Arbeitsauftrag:
Setzen Sie den Textabschnitt über die Hirnsysteme, die beim Affenbaby Trennungsschmerz und Angst steuern, im Anschluss an seinen letzten Satz fort.

Textabschnitt:
Man weiß allerdings noch nicht genau, wie die Nervenzellen in den beiden Funktionskreisen operieren und möglicherweise zusammenarbeiten. Plausibel scheint folgendes Schema:

Bei Trennung von der Mutter werden Neuronen gehemmt, die endogene Opiate freisetzen, und dadurch auch opiat-sensible Neuronen inaktiviert. Das löst beim Affenbaby einen Mangel an Wohlbefinden aus – Verlangen nach der Mutter und ein unspezifisches Gefühl von Verletzlichkeit stellen sich ein. Die verminderte Aktivität der opiat-sensiblen Bahnen initiiert zugleich über motorische Systeme im Gehirn das „kuuh“-Rufen. Erscheint dann ein potentieller Raubfeind, wird auch die Aktivität von Nervenzellen, die benzodiazepin-ähnliche körpereigene Substanzen freisetzen, teilweise gehemmt. Infolgedessen steigt die Angst des Tieres, was mit den typischen Hormonreaktionen und Verhaltensmustern des Schutzes und der Selbstverteidigung einhergeht. Mit zunehmender Erregtheit und Furcht werden auch die motorischen Hirnareale in Bereitschaft gesetzt, die für Angriffs- beziehungsweise Fluchtreaktionen gebraucht werden. Möglicherweise wirkt das Benzodiazepin- auch auf das Opiatsystem und bewirkt, daß die „kuuh“-Rufe einen anderen Sinn als bloßes Verlangen nach Nähe zur Mutter bekommen.

[Daten zur räumlichen Lokalisierung]
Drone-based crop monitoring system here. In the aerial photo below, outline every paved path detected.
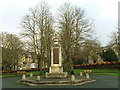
[0,75,120,88]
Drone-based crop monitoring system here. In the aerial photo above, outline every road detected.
[0,75,120,88]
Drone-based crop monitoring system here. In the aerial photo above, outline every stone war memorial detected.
[16,33,96,86]
[46,33,67,78]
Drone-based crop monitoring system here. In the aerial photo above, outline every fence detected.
[73,61,120,69]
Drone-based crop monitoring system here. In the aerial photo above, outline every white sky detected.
[0,0,119,46]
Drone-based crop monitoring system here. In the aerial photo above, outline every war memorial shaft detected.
[46,34,67,78]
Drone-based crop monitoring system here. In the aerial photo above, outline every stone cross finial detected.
[55,32,58,37]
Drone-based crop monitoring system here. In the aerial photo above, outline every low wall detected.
[73,61,120,69]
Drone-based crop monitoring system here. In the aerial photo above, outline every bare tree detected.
[0,32,23,70]
[58,3,92,70]
[20,2,53,70]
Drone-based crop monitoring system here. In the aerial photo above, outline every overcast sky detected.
[0,0,119,46]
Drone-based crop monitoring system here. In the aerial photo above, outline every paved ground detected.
[0,75,120,88]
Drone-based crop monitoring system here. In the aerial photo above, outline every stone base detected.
[49,66,63,73]
[46,72,67,78]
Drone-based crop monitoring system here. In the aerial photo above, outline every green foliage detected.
[100,48,118,62]
[73,58,83,65]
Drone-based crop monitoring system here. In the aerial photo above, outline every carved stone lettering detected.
[53,48,59,64]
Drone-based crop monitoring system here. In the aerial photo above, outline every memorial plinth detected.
[46,38,67,78]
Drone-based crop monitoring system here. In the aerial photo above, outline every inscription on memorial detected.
[53,48,59,64]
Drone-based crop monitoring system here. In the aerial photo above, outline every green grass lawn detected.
[74,69,120,76]
[0,69,120,77]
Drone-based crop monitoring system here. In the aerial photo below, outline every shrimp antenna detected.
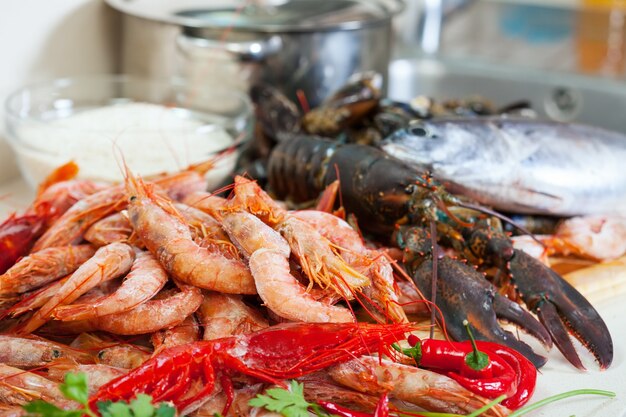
[457,201,546,248]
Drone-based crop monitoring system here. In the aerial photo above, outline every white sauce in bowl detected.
[15,103,237,186]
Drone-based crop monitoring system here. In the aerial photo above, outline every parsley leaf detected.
[154,403,176,417]
[130,394,154,417]
[23,400,83,417]
[59,372,89,405]
[249,381,311,417]
[23,373,176,417]
[102,402,133,417]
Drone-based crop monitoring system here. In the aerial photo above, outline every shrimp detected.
[75,286,202,335]
[127,174,256,294]
[0,165,97,273]
[0,245,96,294]
[16,243,135,334]
[190,384,268,417]
[48,362,128,395]
[298,370,379,411]
[0,335,93,368]
[33,185,126,252]
[0,403,26,417]
[0,275,70,318]
[150,314,200,354]
[231,176,370,299]
[292,210,408,322]
[221,211,291,258]
[250,249,354,323]
[183,191,228,216]
[197,292,269,340]
[174,203,229,242]
[52,252,168,320]
[149,155,221,201]
[97,343,150,369]
[0,364,78,409]
[222,212,354,323]
[328,356,509,417]
[84,212,133,246]
[30,180,106,227]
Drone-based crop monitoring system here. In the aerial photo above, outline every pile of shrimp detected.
[0,162,503,416]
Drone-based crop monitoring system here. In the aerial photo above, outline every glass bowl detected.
[6,75,252,187]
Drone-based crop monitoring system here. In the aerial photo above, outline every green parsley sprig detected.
[248,381,615,417]
[23,372,176,417]
[248,381,331,417]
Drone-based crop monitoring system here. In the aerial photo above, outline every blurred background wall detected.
[0,0,119,181]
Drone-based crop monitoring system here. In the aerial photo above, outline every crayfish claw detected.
[493,293,552,349]
[508,249,613,369]
[413,257,549,368]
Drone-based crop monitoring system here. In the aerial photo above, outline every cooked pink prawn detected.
[127,177,256,294]
[97,342,151,369]
[292,210,407,322]
[250,249,354,323]
[0,245,96,295]
[222,211,354,323]
[29,179,105,225]
[0,364,77,409]
[196,291,269,340]
[174,203,230,243]
[329,356,509,417]
[76,285,202,335]
[220,211,291,258]
[0,335,93,369]
[230,176,370,299]
[16,243,135,334]
[150,316,200,354]
[48,361,128,395]
[183,191,228,216]
[2,275,71,317]
[52,252,168,320]
[84,211,133,246]
[33,185,126,252]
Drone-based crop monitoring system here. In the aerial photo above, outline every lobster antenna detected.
[450,201,546,248]
[430,220,439,339]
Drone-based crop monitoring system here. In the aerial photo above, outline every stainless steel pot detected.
[107,0,402,105]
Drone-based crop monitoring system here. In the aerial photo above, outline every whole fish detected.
[380,117,626,216]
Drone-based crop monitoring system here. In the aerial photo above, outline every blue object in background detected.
[500,4,574,44]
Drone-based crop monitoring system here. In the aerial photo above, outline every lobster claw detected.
[413,257,551,368]
[508,249,613,369]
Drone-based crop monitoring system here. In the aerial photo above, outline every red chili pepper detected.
[477,341,537,410]
[419,339,517,399]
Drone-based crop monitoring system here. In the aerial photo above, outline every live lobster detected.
[268,134,613,369]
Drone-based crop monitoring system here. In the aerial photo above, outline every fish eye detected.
[409,125,428,137]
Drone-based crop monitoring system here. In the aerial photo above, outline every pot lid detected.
[106,0,403,32]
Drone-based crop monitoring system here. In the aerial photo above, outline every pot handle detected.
[176,33,283,61]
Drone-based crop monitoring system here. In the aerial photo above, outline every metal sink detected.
[388,58,626,133]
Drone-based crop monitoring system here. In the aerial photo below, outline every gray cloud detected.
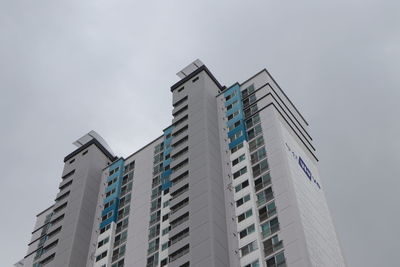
[0,0,400,267]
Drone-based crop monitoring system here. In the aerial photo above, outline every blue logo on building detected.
[285,143,321,189]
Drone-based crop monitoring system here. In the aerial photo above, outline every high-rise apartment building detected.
[19,60,345,267]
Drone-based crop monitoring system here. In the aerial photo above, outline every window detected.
[150,198,161,212]
[243,94,257,107]
[257,187,274,206]
[101,211,113,222]
[55,191,70,202]
[96,250,107,262]
[151,175,161,187]
[117,205,130,220]
[174,115,188,127]
[149,224,160,240]
[161,227,170,235]
[163,200,169,208]
[244,104,258,118]
[242,84,254,98]
[114,230,128,247]
[100,224,111,234]
[232,154,246,167]
[171,184,189,198]
[249,135,264,153]
[97,236,110,248]
[246,113,260,129]
[119,194,131,208]
[170,212,189,229]
[228,110,239,121]
[171,159,189,173]
[240,240,258,257]
[146,253,158,267]
[59,180,73,192]
[173,96,188,108]
[261,217,279,238]
[154,142,164,154]
[225,91,237,101]
[235,180,249,193]
[243,260,260,267]
[160,258,168,267]
[47,226,62,239]
[170,228,189,245]
[254,172,271,192]
[54,202,67,214]
[238,209,253,223]
[229,130,243,142]
[226,100,238,111]
[161,241,169,250]
[263,235,283,257]
[106,188,115,198]
[250,147,267,164]
[120,182,132,197]
[172,147,189,161]
[266,251,286,267]
[107,177,118,186]
[172,135,189,148]
[109,167,119,176]
[115,217,129,234]
[169,244,189,262]
[173,105,188,118]
[147,238,160,254]
[247,124,262,140]
[150,210,161,225]
[122,172,133,185]
[233,167,247,179]
[111,259,124,267]
[111,245,125,261]
[61,170,75,180]
[236,194,250,207]
[231,143,243,154]
[162,213,169,222]
[171,197,189,214]
[171,171,189,186]
[253,159,269,177]
[172,125,189,138]
[258,201,276,222]
[153,162,163,175]
[228,120,240,131]
[124,161,135,174]
[239,224,256,239]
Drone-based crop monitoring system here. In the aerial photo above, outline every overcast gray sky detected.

Antwortfeld:
Dieses Modell suchen wir weiterzuentwickeln, indem wir noch mehr Substanzen testen, die sich an Opiat- oder Benzodiazepin-Rezeptoren binden. Zudem untersuchen wir die Auswirkungen auf das Verhalten von chemischen Verbindungen, die an anderen Rezeptoren angreifen; beispielsweise finden sich solche für den Neurotransmitter Serotonin in vielen Hirnregionen, die beim Ausdruck von Angst beteiligt sind. Ferner interessieren uns Agentien, die direkt die Produktion der Stresshormone kontrollieren, darunter das CRH, das außer im Hypothalamus auch sonst überall im Gehirn vorhanden ist.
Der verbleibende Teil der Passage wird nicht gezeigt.